Task requirements: Search the data below for the string "rough". Extract every line that contains it.

BEGIN Data supplied

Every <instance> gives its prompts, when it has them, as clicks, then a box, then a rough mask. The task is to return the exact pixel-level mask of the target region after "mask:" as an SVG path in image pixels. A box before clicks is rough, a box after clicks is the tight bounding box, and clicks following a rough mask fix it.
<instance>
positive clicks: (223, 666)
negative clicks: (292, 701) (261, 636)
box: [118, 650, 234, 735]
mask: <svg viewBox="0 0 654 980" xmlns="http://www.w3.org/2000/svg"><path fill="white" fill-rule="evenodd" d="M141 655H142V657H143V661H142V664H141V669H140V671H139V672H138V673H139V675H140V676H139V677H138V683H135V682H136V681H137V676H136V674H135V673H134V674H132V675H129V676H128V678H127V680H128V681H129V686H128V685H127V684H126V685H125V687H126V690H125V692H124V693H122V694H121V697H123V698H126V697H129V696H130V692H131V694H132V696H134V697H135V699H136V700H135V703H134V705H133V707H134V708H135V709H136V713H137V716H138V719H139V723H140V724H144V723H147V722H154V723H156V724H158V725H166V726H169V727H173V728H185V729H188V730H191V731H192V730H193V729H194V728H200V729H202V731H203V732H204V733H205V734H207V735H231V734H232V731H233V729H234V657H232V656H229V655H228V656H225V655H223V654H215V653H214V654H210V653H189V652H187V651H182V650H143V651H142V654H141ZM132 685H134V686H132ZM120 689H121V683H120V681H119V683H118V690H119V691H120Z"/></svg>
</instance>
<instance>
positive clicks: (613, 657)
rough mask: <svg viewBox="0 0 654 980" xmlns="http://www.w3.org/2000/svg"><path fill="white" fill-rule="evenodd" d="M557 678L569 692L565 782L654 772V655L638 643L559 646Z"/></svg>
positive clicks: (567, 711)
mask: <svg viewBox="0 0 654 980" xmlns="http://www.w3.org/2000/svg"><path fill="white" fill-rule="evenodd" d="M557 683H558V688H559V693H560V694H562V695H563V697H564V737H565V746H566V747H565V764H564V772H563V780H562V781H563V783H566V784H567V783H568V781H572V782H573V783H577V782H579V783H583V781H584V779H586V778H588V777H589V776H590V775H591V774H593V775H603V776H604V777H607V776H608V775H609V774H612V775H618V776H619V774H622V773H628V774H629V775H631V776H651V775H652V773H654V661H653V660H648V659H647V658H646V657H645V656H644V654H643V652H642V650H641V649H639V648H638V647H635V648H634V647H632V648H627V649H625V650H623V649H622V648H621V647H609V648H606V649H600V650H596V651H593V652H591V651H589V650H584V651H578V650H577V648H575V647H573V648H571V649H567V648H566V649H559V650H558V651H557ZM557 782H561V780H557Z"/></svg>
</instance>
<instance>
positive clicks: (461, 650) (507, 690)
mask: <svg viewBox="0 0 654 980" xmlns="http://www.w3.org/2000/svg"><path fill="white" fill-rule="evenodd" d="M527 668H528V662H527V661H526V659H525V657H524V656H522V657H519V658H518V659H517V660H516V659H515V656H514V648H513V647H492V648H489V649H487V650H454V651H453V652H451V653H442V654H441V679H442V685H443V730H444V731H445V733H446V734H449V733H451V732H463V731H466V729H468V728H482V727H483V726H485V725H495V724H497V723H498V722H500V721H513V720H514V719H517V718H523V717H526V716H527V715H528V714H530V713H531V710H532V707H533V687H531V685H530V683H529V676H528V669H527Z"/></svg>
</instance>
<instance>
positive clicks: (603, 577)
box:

END Data supplied

Solution for this task:
Every <instance> gives its prompts, when it has them, as clicks, then a box, then a rough mask. The task is to return the exact pixel-level mask of the target region after "mask:" as an SVG path in image pixels. A box before clicks is rough, a box after clicks is the tight bounding box, and clicks following a rough mask fix it.
rough mask: <svg viewBox="0 0 654 980" xmlns="http://www.w3.org/2000/svg"><path fill="white" fill-rule="evenodd" d="M557 678L569 692L565 782L654 772V655L638 643L559 646Z"/></svg>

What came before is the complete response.